§ PAGE EXCERPT:

[Start of Attachment]

Demand for cobalt is expected to grow as the world moves to a greater reliance on renewable energy and electric vehicles.
“The constraining factor on electric vehicle adoption is ultimately going to be raw materials,” Bryce Crocker, CEO of Jervois Mining, an Australian mining firm. “There’s simply not enough raw materials for all the vehicle makers to roll out their development plans over the next 10 to 15 years based on the availability of cobalt, given the supply constraints we see today.”
Crocker is developing the only mine in the United States set up to primarily produce cobalt, in Idaho’s Lemhi County. The mine is permitted and under construction, projected to open in mid-2022.
“Those of us in the industry have been talking to regulators and politicians for a long time, but the level of traction now, it’s different. I mean, Washington is genuinely paying attention,” Bryce said.
Last year, in response to an executive order from President Donald Trump, the USGS published America’s first formal critical minerals strategy. The policy called for faster permitting of mining on federal lands and launched a new mapping initiative to locate deposits of certain minerals and metals, including cobalt, in the U.S.
“The Trump administration is dedicated to ensuring that we are never held hostage to foreign powers for the natural resources critical to our national security and economic growth,” said Interior Secretary David Bernhardt in announcing the strategy.
Domestic mining is not the only way to secure supply chains, however. Other policy approaches include mining collaboration with mineral-rich allies such as Australia and Canada, and recycling of scarce materials. The scientific race is on to eventually develop batteries that use less cobalt or, one day, none at all.

[End of Attachment]

§ EXTRACTED MATERIAL:

[Start of Attachment]

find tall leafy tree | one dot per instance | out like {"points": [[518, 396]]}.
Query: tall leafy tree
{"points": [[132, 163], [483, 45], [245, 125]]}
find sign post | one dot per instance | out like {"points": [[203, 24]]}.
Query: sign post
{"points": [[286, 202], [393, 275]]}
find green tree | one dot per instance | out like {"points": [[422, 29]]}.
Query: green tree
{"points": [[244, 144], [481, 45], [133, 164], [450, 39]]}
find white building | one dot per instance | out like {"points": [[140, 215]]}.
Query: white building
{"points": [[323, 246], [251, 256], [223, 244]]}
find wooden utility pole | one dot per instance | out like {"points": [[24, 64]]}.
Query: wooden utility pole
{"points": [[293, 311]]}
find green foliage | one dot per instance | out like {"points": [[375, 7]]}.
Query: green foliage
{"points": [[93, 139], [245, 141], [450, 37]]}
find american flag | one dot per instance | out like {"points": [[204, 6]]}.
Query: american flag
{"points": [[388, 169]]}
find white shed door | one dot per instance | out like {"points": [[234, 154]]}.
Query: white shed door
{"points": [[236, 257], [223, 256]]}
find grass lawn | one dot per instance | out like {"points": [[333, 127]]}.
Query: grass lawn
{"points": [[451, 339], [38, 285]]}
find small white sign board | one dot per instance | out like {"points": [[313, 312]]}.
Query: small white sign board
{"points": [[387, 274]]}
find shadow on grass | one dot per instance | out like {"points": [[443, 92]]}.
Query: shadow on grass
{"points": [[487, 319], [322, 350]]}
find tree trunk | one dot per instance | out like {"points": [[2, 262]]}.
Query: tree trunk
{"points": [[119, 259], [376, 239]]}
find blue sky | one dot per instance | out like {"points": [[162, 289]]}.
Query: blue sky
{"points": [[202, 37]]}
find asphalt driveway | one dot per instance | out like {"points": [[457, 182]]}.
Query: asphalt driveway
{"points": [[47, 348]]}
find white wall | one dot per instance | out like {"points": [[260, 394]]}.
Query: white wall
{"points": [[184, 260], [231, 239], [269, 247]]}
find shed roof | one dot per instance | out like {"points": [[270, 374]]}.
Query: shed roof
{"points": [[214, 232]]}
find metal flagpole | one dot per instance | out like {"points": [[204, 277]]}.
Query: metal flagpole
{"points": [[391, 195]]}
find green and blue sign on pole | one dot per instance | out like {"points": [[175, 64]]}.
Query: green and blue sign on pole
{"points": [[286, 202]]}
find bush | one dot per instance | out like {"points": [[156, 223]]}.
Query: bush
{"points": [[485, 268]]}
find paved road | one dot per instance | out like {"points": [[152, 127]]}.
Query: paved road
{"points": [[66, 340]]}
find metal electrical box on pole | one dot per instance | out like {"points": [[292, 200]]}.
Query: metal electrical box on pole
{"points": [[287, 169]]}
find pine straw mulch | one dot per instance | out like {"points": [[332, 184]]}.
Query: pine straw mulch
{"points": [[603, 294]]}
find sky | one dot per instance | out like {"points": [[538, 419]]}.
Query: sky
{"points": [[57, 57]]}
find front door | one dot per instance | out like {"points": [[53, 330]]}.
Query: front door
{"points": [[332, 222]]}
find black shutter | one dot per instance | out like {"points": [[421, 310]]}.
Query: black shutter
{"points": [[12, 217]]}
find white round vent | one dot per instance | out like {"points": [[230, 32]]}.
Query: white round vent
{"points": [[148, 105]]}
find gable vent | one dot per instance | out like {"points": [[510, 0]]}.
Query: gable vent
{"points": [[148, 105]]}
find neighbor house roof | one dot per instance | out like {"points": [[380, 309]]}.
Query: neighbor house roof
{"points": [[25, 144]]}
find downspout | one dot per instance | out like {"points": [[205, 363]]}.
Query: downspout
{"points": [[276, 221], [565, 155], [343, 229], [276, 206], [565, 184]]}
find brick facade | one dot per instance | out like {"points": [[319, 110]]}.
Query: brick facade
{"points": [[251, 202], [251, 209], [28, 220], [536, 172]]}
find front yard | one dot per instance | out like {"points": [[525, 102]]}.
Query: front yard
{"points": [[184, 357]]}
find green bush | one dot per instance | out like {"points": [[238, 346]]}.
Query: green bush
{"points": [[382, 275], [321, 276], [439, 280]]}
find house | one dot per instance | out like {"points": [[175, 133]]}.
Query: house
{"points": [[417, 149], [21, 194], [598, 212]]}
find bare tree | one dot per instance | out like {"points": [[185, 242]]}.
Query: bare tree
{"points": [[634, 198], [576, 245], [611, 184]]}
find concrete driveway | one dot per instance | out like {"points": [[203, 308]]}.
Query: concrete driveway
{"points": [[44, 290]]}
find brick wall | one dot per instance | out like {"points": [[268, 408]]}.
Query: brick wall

[End of Attachment]

§ WORK REQUIRED:
Continue the article on cobalt supply from its last sentence.

§ ANSWER FOR THE TASK:
The Initiative for Responsible Mining Assurance, or IRMA, works with governments, mining companies and environmentally conscious organizations to create guidelines for mining to be environmentally and socially sustainable, as well as profitable.
“We know that this extraction leaves harm behind that lasts not just decades, but often hundreds of years,” Aimee Boulanger, the executive director of the initiative, told the podcast. She cited mining waste and water pollution as problems that the increased hunting for raw materials like cobalt are likely worsen.
“We should make things that are more efficient and use our materials more efficiently. We should do more recycling — retrieving our materials and putting them back to use so we don't have to do new mining,” Boulanger said.
But with demand for batteries set to soar, recycling alone won’t be enough, many experts say. Crocker, the mining executive, argues that ready access to cobalt and other minerals will shape the global competitive landscape in coming decades.
“China is not processing that refined cobalt to export to the United States to support your electric vehicle revolution,” Crocker said. “They’re going to make cheap cars themselves and the best you can hope for is that they’ll export cheap cars to you.”